#### Description of the task:
Update the version-control discussion by giving everything from "That's a broken" down to "feelings among developers)" again, with "SVN" changed to "Subversion".

#### Document extract:
Similarly, Arch Linux switching from SVN to git for the packages repositories is very unlikely to happen. They've discussed it a number of times, but besides all the tooling that has been written around the SVN setup, it isn't well-suited to their use case. That isn't to say that switching to git wouldn't have benefits, or that SVN is perfect, but: It would take substantial development and testing effort to make it happen, as well as ALL contributors having to change how they work (not "learn git" (all of the other repositories for Arch are git anyway), but "re-learn all the Arch-specific tools that were built around SVN, but are now built around git").
> Holding onto objectively inferior tools due to a lack of > desire to migrate because "it works for me!" is a huge > plague on technology.
That's a broken argument.
Sure, it is in the case where an organization is hanging onto SVN because none of the developers want to take the effort to switch, and that is a drag on development. But, at the same time, if it is what the developers actually chose; it's not a drag. (The "users refusing to upgrade" is also a drag on technology because of support costs; that is irrelevant here, but is a cause of much of the "must upgrade" feelings among developers)
But the opposite is also true, switching to the latest thing without actually evaluating why is also a HUGE plague on technology. Git in most aspects is a far better tool than CVS. But, there are still things that CVS and SVN are better at (managing subprojects is the biggest one). These are things that I know in Arch mostly outweigh git's benefits, and I presume the same is true of OpenBSD.

#### Raw data:
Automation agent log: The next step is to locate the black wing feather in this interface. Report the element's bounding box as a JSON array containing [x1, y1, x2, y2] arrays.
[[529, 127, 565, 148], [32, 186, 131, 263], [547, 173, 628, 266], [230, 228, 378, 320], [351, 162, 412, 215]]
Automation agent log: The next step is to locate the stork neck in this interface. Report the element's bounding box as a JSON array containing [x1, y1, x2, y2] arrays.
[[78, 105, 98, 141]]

#### Response below:
That's a broken argument.
Sure, it is in the case where an organization is hanging onto Subversion because none of the developers want to take the effort to switch, and that is a drag on development. But, at the same time, if it is what the developers actually chose; it's not a drag. (The "users refusing to upgrade" is also a drag on technology because of support costs; that is irrelevant here, but is a cause of much of the "must upgrade" feelings among developers)